=== Supplied text ===

14 of 466 comments (clear)

  1. Fat Chance by OmniVector · · Score: 5, Interesting

    If you've learned anything by now, it's not important that Microsoft fix the majority of their security flaws, but that they imply they will.

    The OSS model of peer review on a large scale is the sole reason for such reliable security.

    Proprietary companies still have an edge. If people programmed according to a planned set of pre/post conditions, and tested their modules with black box testing, then a large portion of the controllable errors can be caught. Whether or not Microsoft does this is questionable since we can't see their code.

    Oh, and BOUNDS CHECK EVERYTHING. Buffer overflow errors should have been non-existant for a half a decade by now.

    --
    - tristan
    1. Re:Fat Chance by jkrise · · Score: 4, Interesting

      "it's not important that Microsoft fix the majority of their security flaws, but that they imply they will."

      Let's have a debate at Ask Slashdot. Is it EVER possible to make Windows secure? Not maybe in the same league as Linux or Unix, but even marginally better than what entails now?

      The challenges:
      1. An integrated all-in-one tightly coupled design - anything breaks, everything compromised.
      2. Proprietary standards (if that isn't an oxmoron)
      3. Newer OS releases atleast once a year, to break competing code.
      4. Newer releases to support existing apps (3 and 4 directly contradict)
      5. Code size and complexity - I doubt anyone, even at MS has access, let alone modification rights to the variuos code bases.

      Put simply, Mission Impossible.

      --
      If you keep throwing chairs, one day you'll break windows....
    2. Re:Fat Chance by Daniel+Phillips · · Score: 4, Interesting

      ...that's why Microsoft would be best off, for their long-term interests, with a team of software engineers who would redesign the Windows codebase from scratch.

      They already tried that, it's called "NT". Things got better for a while, then the application mafia got their fingers in and it degenerated back to the current mess.

      So they could start that process over again, and be finished in 5 years, just in time to see their stock make the final dive into the subbasements. Or they could learn from Apple once again, and switch to BSD, it's free :-)

      --
      Have you got your LWN subscription yet?
    3. Re:Fat Chance by walt-sjc · · Score: 4, Interesting

      Just read that drivel, and there ARE some valid points, but it is NOT universally true.

      Case in point, I was on a team that redesigned an entire large-scale system from scratch. The old system was built in lots of little parts using various languages (shell, perl, java, c++, c, python, lisp), multiple databases from various vendors, had virtually no internal documentation on how anything worked, etc. They system was quite unstable crashing multiple times a day, and very difficult to enhance without breaking shit. Kinda like Windows...

      We re-built the entire system in about a year (about 750K lines of code which was about half the size of the original code.) The result was amazing. After the initial deployment period where the bugs were worked out, the system was rock solid being able to stay up for months at a time, was Very easy to enhance, had tones more features and flexability. We had a great team, and a solid commitment from senior management providing the needed resources.

===

Complete the following:
1. Copy the Slashdot thread starting at the words "Just read that" and stopping after "Kinda like Windows...", swapping "drivel" for "rant".
2. Write the next part of the Slashdot thread, picking up after its last sentence.
The material after the Slashdot thread has nothing to do with this.

=== Material ===

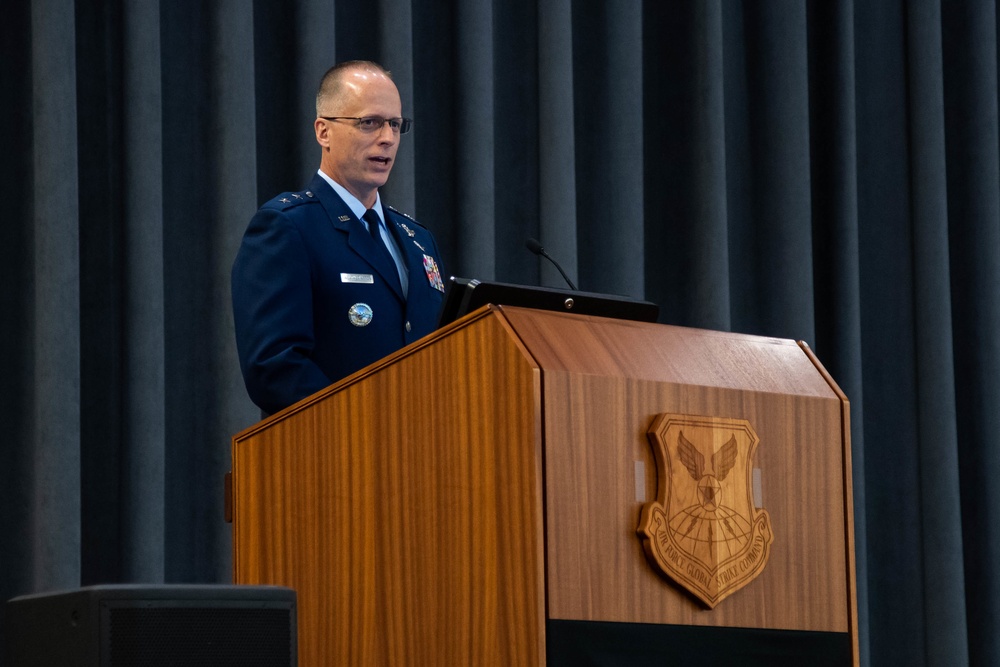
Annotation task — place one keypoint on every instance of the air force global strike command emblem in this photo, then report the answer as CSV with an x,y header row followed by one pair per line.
x,y
703,530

===

Outputs in order:
1.
Just read that rant, and there ARE some valid points, but it is NOT universally true.

      Case in point, I was on a team that redesigned an entire large-scale system from scratch. The old system was built in lots of little parts using various languages (shell, perl, java, c++, c, python, lisp), multiple databases from various vendors, had virtually no internal documentation on how anything worked, etc. They system was quite unstable crashing multiple times a day, and very difficult to enhance without breaking shit. Kinda like Windows...

2.
      Netscape's biggest problem was not starting over from scratch, but poor project management (not keeping people within original design constraints) and a lack serious commitment from senior managment. Rather than having a very tight set of requirements and design goals, things were very nebulous and got out of control very quickly. No longer were they building a new browser, but a cross-platform framework for any kind of application they could think of. When you look at projects such as Galeon, most of that bloat is ripped out.

      Rather than folling a bad example of how to run a re-design project (mozilla) MS could EASILY afford a new team to start Windows from scratch, leaving the existing team in place to continue to enhance / maintain the existing code base. This is the step that Netscape missed. They only used a small fraction of their people to maintain (and NOT enhance) the old code.

      Joel is making his claim by using the worst case example. Kinda like if I claimed that you should never put the gas tank in the back of a car pointing to the Pinto as my evidence, ignoring the thousands of other car designs that worked.

  2. I'm suprised... by DJPenguin · · Score: 4, Interesting

    ... that this group didn't exist before. Surely a company the size of MSFT would already have a team or group just doing code auditing?

    Oh well. as they said - it's a step in the right direction.

  3. Where have I seen this before... by geesus · · Score: 5, Interesting

    OpenBSD have done this. They set up a team of dev's who went through the entire code fixing up buffer overflows\underflows, and all that jazz. I hope for the worlds sake (because it seems that the whole world is using Microsoft products) that they do a good job, but in my mind it wont make me feel like Windows or IIS or any other networkable piece of Microsoft written software is secure.

    --
    Gnome wasnt built in a day.
  4. Slashdot's Microsoft Obsession by Pave+Low · · Score: 3, Interesting
    Recently it seems not a day goes by on slashdot without a few Microsoft stories. This supposedly linux, open-source focused site seems awfully preoccupied with Microsoft for some reason, and it's not good.

    The trolling editors seem desperate to generate pageviews and posting a Microsoft piece almost guarantees to inflame and troll enough users to accomplish this.

    Look at this story...what's really that new or interesting here? This looks like just another opportunity for slashbots and "M$" haters to get their kicks.

    The more reasonable readers don't get off on that kind of stuff. Please editors, this is getting old and boring.

    --
    SIG:Slashdot: indymedia for nerds.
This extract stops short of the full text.